◆ CONSEGNA ◆
Restituisci senza modifiche la parte del brano sul vivere meglio e sulla pace che va da "Sì, per vivere" fino a "padroni del web." incluso.

◆ BRANO DI LETTURA ◆
▬▬▬
Allora sì, è possibile vivere meglio, portando in noi chi non ce l’ha fatta, esigendo e costruendo condizioni migliori e anzitutto il rispetto umano che ci può permettere di progettare e sperimentare insieme una convivenza diversa.
Sì, per vivere meglio assieme aspiriamo a essere in pace. No, la pace non è negli orizzonti degli Stati, che nascono dalla guerra e si attrezzano a farne ancora e sempre più.
Però sì, possiamo imparare la pacificazione nella vita quotidiana. Vuol dire predisporsi alla conoscenza e alla gentilezza, all’ascolto e alla comprensione reciproca. Ma anche alla lotta contro le logiche belliche, che dalla politica filtrano nelle manifestazioni d’odio che soffriamo e dobbiamo contrarrestare ogni giorno nella normalità decadente.
Sì, serve il tempo per pensare e per vivere, con concentrazione e dedizione, con impegno. No, l’interezza della vita non può tollerare la cancellazione della storia né la prospettiva allucinante di un futuro disumanizzato, fatto di macchine, cyborg e di aberranti fantasie di eternità dei padroni del web.
Quindi sì, possiamo vivere appieno il presente e non consumarlo, sapendo che in esso ci sono l’aspettativa di un futuro migliore, la consapevolezza del passato più doloroso ma anzitutto la forza dei trascorsi più nobilmente umani.
Sì, possiamo cercare di sapere di più di noi e della nostra umanità. Certo che no, questo sapere non è nell’istruzione borghese che crolla, né si trova su Wikipedia. Allora sì, guardando altrove, scopriamo che cercare una cultura dell’interezza dell’essere donne e uomini è nella nostra natura, che è parte speciale di una natura più grande da conoscere, rispettare e curare.
▬▬▬
◆ ELENCO DEI RECORD ◆
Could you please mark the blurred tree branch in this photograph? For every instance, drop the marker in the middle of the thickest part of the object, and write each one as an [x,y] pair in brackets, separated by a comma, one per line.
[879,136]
▬▬▬
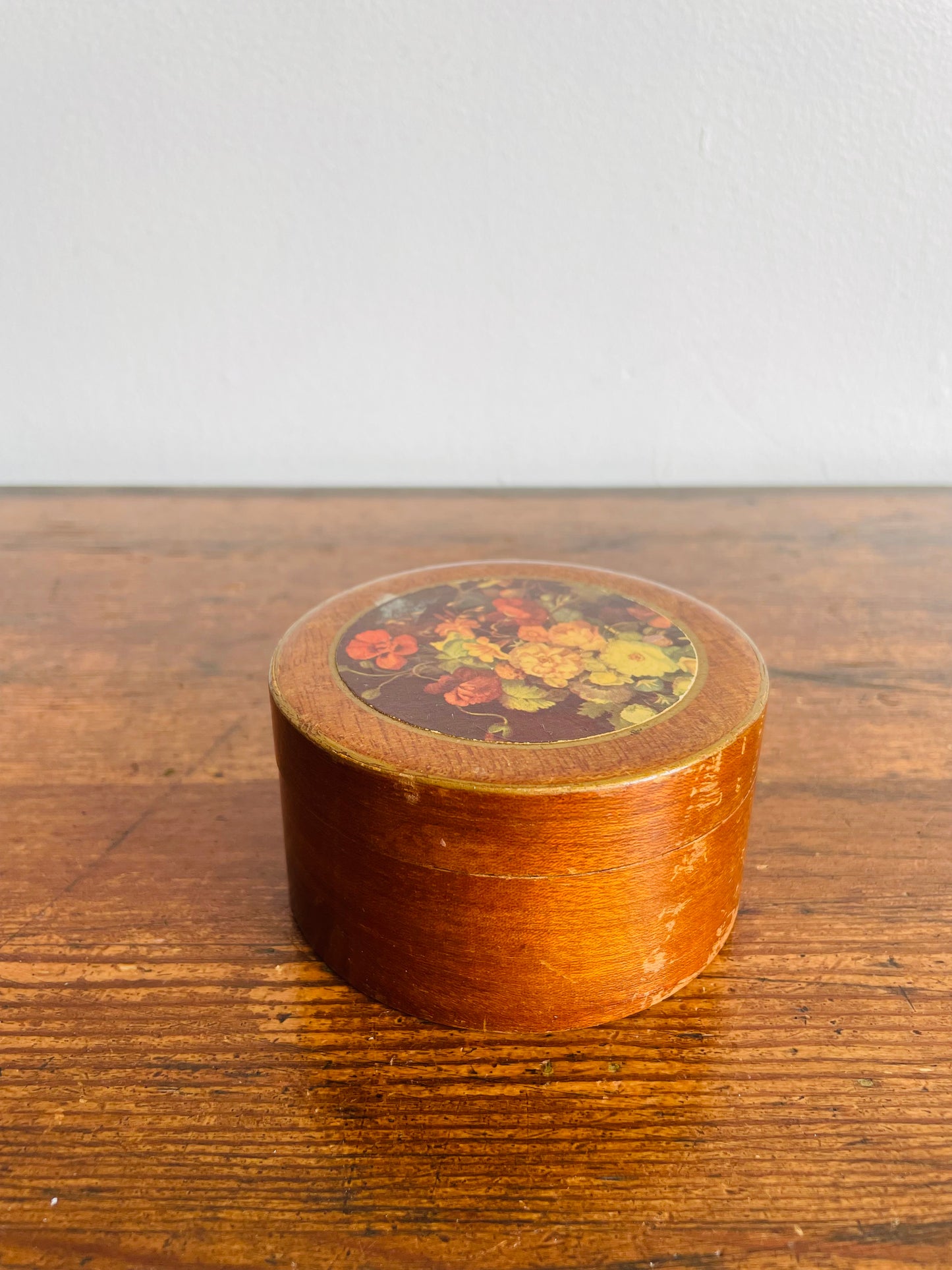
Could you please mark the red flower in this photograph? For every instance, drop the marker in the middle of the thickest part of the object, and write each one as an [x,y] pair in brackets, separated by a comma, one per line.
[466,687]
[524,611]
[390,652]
▬▬▬
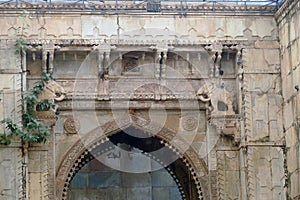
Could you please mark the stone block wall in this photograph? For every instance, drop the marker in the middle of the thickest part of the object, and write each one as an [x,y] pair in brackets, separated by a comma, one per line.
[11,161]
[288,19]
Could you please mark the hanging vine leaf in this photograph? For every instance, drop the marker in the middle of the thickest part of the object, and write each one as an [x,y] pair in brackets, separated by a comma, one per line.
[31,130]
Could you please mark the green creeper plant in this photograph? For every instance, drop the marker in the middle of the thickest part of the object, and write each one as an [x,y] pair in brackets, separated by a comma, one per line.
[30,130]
▬▬▬
◆ SOLUZIONE ◆
Sì, per vivere meglio assieme aspiriamo a essere in pace. No, la pace non è negli orizzonti degli Stati, che nascono dalla guerra e si attrezzano a farne ancora e sempre più.
Però sì, possiamo imparare la pacificazione nella vita quotidiana. Vuol dire predisporsi alla conoscenza e alla gentilezza, all’ascolto e alla comprensione reciproca. Ma anche alla lotta contro le logiche belliche, che dalla politica filtrano nelle manifestazioni d’odio che soffriamo e dobbiamo contrarrestare ogni giorno nella normalità decadente.
Sì, serve il tempo per pensare e per vivere, con concentrazione e dedizione, con impegno. No, l’interezza della vita non può tollerare la cancellazione della storia né la prospettiva allucinante di un futuro disumanizzato, fatto di macchine, cyborg e di aberranti fantasie di eternità dei padroni del web.